-- Testo da leggere --
%%
Contemporaneamente si sta registrando una percentuale di posizioni lavorative definite “di difficile reperimento” mai osservata fino ad oggi: il 39% delle circa 560.000 opportunità di lavoro che le imprese hanno previsto di offrire a giugno 2022 rischia di non essere coperta da alcun lavoratore, poiché non si trovano persone con adeguata esperienza (69%), non vi sono candidati (16%), quelli che rispondono agli annunci non hanno le competenze adeguate (13%) [dati Unioncamere Excelsior].
 
La fotografia assume colorazioni paradossali se a questi dati se ne associano altri due, riferiti in particolare ai giovani, a cui si rivolgono circa il 57% delle posizioni scoperte: l’Italia è il Paese europeo con il maggiore numero di Neet (giovani Not in Education, Employment or Training, ossia che non studiano e non lavorano): se si analizza la fascia di età 15-34 (perché in Italia a 34 anni si è ancora giovani socialmente, ahinoi) si tratta di 3.085.000 persone [fonte Eurispes]; costoro non lavorano pur essendo diminuita di molto la “concorrenza”, non per meriti formativi, ma per accidenti demografici: dal 2002 al 2022 i giovani tra i 15 e i 34 anni residenti in Italia sono diminuiti di 3.051.000 unità, poco più del 20% del dato di inizio millennio[dati ISTAT].
%%
-- Voci di etichettatura della posizione degli oggetti --
%%
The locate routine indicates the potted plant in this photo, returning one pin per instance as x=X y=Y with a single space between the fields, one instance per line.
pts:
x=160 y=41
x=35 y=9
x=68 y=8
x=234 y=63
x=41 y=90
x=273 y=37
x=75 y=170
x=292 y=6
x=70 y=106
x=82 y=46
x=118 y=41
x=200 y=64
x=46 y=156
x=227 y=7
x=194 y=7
%%
-- Compiti da svolgere --
A) Traduca in inglese la seguente frase del testo sul lavoro giovanile: "Contemporaneamente si sta registrando una percentuale di posizioni lavorative definite “di difficile reperimento” mai osservata fino ad oggi: il 39% delle circa 560.000 opportunità di lavoro che le imprese hanno previsto di offrire a giugno 2022 rischia di non essere coperta da alcun lavoratore, poiché non si trovano persone con adeguata esperienza (69%), non vi sono candidati (16%), quelli che rispondono agli annunci non hanno le competenze adeguate (13%) [dati Unioncamere Excelsior]."
B) Secondo il testo sul lavoro giovanile, di quante unità sono diminuiti dal 2002 al 2022 i giovani tra i 15 e i 34 anni residenti in Italia?
C) Elenchi tutte le fonti dei dati indicate fra parentesi quadre nel testo sul lavoro giovanile.

-- Soluzioni dei compiti --
A) At the same time, a percentage of job positions defined as “hard to fill” never observed until now is being recorded: 39% of the roughly 560,000 job opportunities that businesses planned to offer in June 2022 risk not being filled by any worker, because people with adequate experience cannot be found (69%), there are no candidates (16%), and those who respond to the job postings do not have the adequate skills (13%) [Unioncamere Excelsior data].

B) Di 3.051.000 unità.

C) Unioncamere Excelsior, Eurispes, ISTAT